Aim of the task: Copy the data from the line with "Where can the beard" through the end, replacing every "innermost" with "central" and leaving everything else unchanged.

Task data:
━━━

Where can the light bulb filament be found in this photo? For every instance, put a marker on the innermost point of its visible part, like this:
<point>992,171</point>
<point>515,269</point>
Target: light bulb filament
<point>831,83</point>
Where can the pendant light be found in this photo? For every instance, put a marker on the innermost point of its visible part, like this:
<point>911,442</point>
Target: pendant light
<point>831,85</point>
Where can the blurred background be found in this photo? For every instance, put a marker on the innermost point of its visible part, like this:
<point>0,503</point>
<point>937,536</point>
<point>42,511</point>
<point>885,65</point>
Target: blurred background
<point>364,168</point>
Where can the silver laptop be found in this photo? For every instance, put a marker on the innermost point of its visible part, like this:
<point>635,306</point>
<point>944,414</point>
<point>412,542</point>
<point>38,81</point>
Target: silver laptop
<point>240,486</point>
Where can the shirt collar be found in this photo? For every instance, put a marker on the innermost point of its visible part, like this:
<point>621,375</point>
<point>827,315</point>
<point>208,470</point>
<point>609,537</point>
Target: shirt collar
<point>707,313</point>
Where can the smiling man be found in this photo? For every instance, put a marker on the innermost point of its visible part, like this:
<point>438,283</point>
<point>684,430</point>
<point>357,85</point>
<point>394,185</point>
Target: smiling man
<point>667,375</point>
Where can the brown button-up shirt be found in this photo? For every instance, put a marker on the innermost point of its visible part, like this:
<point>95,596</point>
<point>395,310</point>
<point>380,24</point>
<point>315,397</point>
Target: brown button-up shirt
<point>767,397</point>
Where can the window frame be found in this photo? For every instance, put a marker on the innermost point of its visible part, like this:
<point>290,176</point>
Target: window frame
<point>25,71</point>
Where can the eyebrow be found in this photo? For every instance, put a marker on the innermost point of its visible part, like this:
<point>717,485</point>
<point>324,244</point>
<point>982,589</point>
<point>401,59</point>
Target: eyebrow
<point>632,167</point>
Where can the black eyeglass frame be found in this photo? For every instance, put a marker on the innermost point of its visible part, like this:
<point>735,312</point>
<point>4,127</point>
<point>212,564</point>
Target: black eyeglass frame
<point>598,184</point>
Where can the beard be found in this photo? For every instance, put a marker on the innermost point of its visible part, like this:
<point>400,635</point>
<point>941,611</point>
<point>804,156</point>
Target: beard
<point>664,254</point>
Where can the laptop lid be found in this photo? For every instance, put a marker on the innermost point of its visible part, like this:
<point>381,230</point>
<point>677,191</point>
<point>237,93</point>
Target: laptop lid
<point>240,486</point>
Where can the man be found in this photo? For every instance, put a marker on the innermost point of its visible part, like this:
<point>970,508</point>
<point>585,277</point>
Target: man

━━━

Answer to this task:
Where can the beard be found in this photo? For every instance, put a marker on the central point of its visible part, like this:
<point>400,635</point>
<point>941,611</point>
<point>804,156</point>
Target: beard
<point>664,254</point>
Where can the laptop lid be found in this photo? For every instance, put a marker on the central point of its visible part, like this:
<point>381,230</point>
<point>677,191</point>
<point>237,93</point>
Target: laptop lid
<point>240,486</point>
Where can the man be found in this photo? For every instance, put a marker on the central point of its visible part, like this:
<point>970,508</point>
<point>585,277</point>
Target: man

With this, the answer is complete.